Records provided:

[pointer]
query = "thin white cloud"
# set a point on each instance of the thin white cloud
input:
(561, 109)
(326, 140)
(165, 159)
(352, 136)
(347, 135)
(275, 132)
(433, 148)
--
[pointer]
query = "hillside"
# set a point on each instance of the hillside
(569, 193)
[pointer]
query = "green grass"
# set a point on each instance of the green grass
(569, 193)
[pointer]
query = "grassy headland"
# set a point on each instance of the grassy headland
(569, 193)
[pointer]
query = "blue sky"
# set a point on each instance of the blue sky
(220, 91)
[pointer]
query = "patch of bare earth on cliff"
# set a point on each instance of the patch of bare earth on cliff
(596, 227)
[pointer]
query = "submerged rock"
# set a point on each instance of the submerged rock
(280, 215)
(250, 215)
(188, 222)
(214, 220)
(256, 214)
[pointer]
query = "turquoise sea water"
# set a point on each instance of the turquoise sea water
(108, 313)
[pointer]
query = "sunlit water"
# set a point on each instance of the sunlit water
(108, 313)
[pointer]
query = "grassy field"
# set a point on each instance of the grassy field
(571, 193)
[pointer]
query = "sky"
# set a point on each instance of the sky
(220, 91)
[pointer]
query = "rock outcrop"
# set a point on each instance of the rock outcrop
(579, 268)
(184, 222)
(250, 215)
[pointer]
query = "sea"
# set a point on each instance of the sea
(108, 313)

What is expected: Report each line above that contains the word "rock", copying every such line in full.

Written reply:
query = "submerged rock"
# set a point on each instance of the submerged rock
query = "rock outcrop"
# set a point on each instance of the rock outcrop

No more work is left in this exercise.